**TAREFA ESCRITA**:
Por favor, imprima na íntegra, sem alterações, o texto sobre a diplomacia brasileira apresentado abaixo.

A diplomacia patética
Aldo Rebelo*
“UM DIPLOMATA NÃO SERVE A UM REGIME E SIM AO SEU PAÍS”.
(Barão do Rio Branco)
O teólogo e pensador norte-americano Reinhold Niebuhr (1892-1971), ao analisar os fatos históricos e como eles são organizados, classificou-os em três categorias: os trágicos, os irônicos e os patéticos.
Por trágicos, definiu aqueles associados ao sofrimento e à dor dos homens na eterna busca da liberdade; os irônicos, como consequência do conflito entre o mal produzido mesmo quando o esforço humano busca o bem; e os patéticos, criados pela incapacidade do homem de controlar e explicar seus próprios atos e seus resultados. Niebuhr foi redescoberto quando o ex-presidente Barack Obama revelou que ele era uma de suas mais importantes influências e leitura habitual.
Ao analisarmos os fatos recentes produzidos pela diplomacia brasileira não há como, à luz da classificação de Niebuhr, deixar de enquadrá-los na categoria dos fenômenos patéticos.

**DADOS FORNECIDOS**:
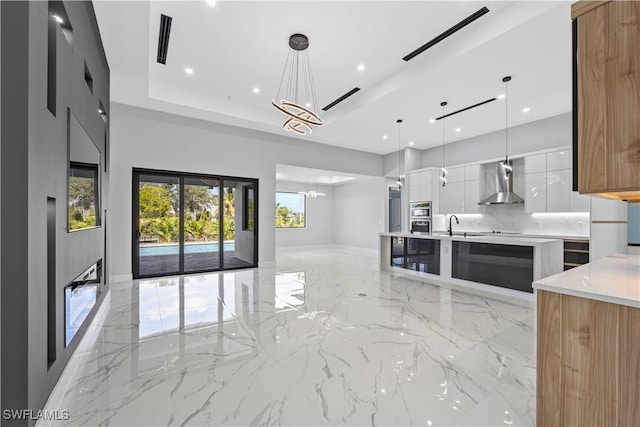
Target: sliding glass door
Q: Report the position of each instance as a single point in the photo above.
(186, 223)
(201, 224)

**RESPOSTA À TAREFA**:
A diplomacia patética
Aldo Rebelo*
“UM DIPLOMATA NÃO SERVE A UM REGIME E SIM AO SEU PAÍS”.
(Barão do Rio Branco)
O teólogo e pensador norte-americano Reinhold Niebuhr (1892-1971), ao analisar os fatos históricos e como eles são organizados, classificou-os em três categorias: os trágicos, os irônicos e os patéticos.
Por trágicos, definiu aqueles associados ao sofrimento e à dor dos homens na eterna busca da liberdade; os irônicos, como consequência do conflito entre o mal produzido mesmo quando o esforço humano busca o bem; e os patéticos, criados pela incapacidade do homem de controlar e explicar seus próprios atos e seus resultados. Niebuhr foi redescoberto quando o ex-presidente Barack Obama revelou que ele era uma de suas mais importantes influências e leitura habitual.
Ao analisarmos os fatos recentes produzidos pela diplomacia brasileira não há como, à luz da classificação de Niebuhr, deixar de enquadrá-los na categoria dos fenômenos patéticos.